- [The input]

+++

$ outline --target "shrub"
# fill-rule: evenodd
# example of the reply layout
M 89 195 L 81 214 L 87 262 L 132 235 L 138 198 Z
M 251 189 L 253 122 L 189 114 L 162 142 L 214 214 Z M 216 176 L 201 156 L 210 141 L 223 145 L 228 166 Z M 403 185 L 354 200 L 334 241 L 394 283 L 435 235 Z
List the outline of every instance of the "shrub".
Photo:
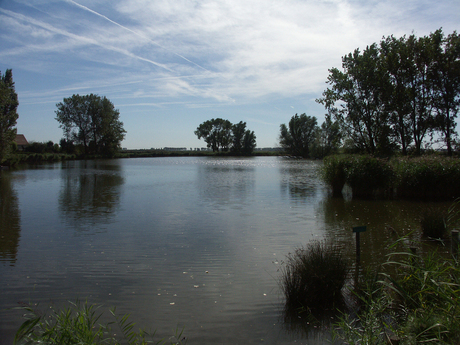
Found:
M 287 256 L 281 287 L 287 310 L 324 310 L 343 301 L 348 265 L 337 248 L 314 241 Z

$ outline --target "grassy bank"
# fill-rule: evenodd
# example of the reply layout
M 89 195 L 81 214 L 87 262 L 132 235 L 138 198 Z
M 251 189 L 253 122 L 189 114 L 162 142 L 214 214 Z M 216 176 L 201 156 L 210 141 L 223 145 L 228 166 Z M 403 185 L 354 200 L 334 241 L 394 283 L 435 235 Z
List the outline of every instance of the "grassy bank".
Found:
M 443 156 L 390 160 L 362 155 L 324 159 L 321 177 L 335 196 L 348 185 L 353 197 L 455 199 L 460 197 L 460 160 Z

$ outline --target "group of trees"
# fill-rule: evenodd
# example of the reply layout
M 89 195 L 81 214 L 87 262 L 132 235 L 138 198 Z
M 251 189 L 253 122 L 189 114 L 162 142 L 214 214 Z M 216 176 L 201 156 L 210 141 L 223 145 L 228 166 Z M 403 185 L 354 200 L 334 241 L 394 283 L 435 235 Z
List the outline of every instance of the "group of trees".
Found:
M 321 158 L 336 153 L 341 139 L 339 124 L 329 115 L 321 126 L 316 117 L 306 114 L 295 114 L 287 126 L 280 125 L 280 146 L 293 156 Z
M 56 120 L 64 130 L 63 148 L 81 145 L 85 154 L 112 155 L 126 131 L 120 112 L 107 97 L 73 95 L 56 104 Z
M 448 154 L 460 106 L 460 37 L 441 29 L 417 38 L 383 38 L 342 58 L 329 70 L 323 97 L 349 148 L 370 154 L 421 153 L 441 137 Z
M 14 146 L 18 106 L 13 72 L 7 69 L 3 75 L 0 72 L 0 163 Z M 56 120 L 65 136 L 61 139 L 61 147 L 49 141 L 32 143 L 27 151 L 74 153 L 77 146 L 81 146 L 85 154 L 112 155 L 118 151 L 126 131 L 119 120 L 120 112 L 106 97 L 73 95 L 56 106 Z
M 246 122 L 232 124 L 221 118 L 203 122 L 194 132 L 198 139 L 203 138 L 213 152 L 232 152 L 249 155 L 256 147 L 254 131 L 246 129 Z

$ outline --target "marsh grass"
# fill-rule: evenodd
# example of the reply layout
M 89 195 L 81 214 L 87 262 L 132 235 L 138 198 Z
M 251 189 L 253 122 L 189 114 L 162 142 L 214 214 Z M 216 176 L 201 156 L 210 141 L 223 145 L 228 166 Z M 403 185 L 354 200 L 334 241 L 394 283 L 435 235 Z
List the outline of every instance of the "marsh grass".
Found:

+++

What is needed is every line from the data above that includes the string "shrub", copied out.

$ outline --target "shrub"
List the outline of every instance of the "shrub".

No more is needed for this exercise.